## Begin Source passage

A notable trend in the insurance market during the past 12 months has been the upsurge in private equity activity. UK insurers had their busiest year for mergers and acquisitions (M&A) since 2007, with more than 60 deals totalling $14.4 billion completed, according to figures from Dealogic.
Private equity investors were at the core of this deal-making activity, with the likes of Synova Capital, AnaCap, LDC and HG Capital spending significant sums to purchase insurance companies, brokers or existing blocks of insurance businesses divested from larger entities.
Although private equity firms are no strangers to the insurance sector, commercial, economic and regulatory pressures have combined to make insurance assets more attractive and consequently drive M&A volumes.
The macro-economic climate continues to be challenging for insurers, who struggle to make decent returns on the investments they hold to cover potential claims. With interest rates at record lows and bond yields in the doldrums, it has been difficult for insurers to raise enough capital to fund business improvements or make acquisitions on their own.
What is more, falling premiums across many traditional product lines continue to hamper organic growth. This increases the need for insurers to actively target new sources of capital to achieve their commercial goals.

## End Source passage
## Begin Excerpted records

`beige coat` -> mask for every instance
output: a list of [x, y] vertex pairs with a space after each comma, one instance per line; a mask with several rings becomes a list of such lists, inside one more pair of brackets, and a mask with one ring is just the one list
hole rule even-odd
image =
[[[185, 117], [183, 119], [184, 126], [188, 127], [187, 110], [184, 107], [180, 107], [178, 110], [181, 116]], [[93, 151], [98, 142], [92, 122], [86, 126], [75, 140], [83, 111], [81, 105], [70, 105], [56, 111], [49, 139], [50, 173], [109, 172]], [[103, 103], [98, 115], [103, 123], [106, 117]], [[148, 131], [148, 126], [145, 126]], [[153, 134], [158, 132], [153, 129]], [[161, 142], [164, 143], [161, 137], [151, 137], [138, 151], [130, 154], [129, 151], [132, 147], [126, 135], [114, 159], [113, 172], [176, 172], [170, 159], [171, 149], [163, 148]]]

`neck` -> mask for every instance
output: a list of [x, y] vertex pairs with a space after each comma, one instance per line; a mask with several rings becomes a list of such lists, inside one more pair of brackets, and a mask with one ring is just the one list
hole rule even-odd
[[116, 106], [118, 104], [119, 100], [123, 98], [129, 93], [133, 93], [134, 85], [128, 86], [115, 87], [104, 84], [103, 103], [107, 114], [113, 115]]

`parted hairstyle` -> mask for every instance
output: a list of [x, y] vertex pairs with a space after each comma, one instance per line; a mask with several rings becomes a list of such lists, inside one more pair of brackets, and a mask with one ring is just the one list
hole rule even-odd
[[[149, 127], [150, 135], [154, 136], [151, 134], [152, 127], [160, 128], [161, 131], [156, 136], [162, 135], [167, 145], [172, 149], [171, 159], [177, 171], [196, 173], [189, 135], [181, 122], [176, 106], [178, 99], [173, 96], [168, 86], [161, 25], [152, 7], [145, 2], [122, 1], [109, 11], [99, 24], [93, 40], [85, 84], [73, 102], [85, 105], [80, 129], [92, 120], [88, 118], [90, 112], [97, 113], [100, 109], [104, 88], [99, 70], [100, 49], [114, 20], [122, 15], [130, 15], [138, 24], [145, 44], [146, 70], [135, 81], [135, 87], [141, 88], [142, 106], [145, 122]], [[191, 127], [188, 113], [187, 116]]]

## End Excerpted records

Tasks to complete
1. List every private equity investor that the insurance passage names.
2. Set down the part of the insurance passage that opens with the words containing "Although private equity" and closes with "their commercial goals.", copying it word for word.
3. According to the insurance passage, why has it been hard for insurers to raise enough capital on their own to fund business improvements or make acquisitions?
The lines come from a separate source and have no connection to the insurance passage.

Results for each task
1. Synova Capital, AnaCap, LDC, HG Capital

2.
Although private equity firms are no strangers to the insurance sector, commercial, economic and regulatory pressures have combined to make insurance assets more attractive and consequently drive M&A volumes.
The macro-economic climate continues to be challenging for insurers, who struggle to make decent returns on the investments they hold to cover potential claims. With interest rates at record lows and bond yields in the doldrums, it has been difficult for insurers to raise enough capital to fund business improvements or make acquisitions on their own.
What is more, falling premiums across many traditional product lines continue to hamper organic growth. This increases the need for insurers to actively target new sources of capital to achieve their commercial goals.

3. Interest rates are at record lows and bond yields are in the doldrums, so insurers struggle to earn decent returns on the investments they hold to cover potential claims. That has made it difficult for them to raise enough capital themselves.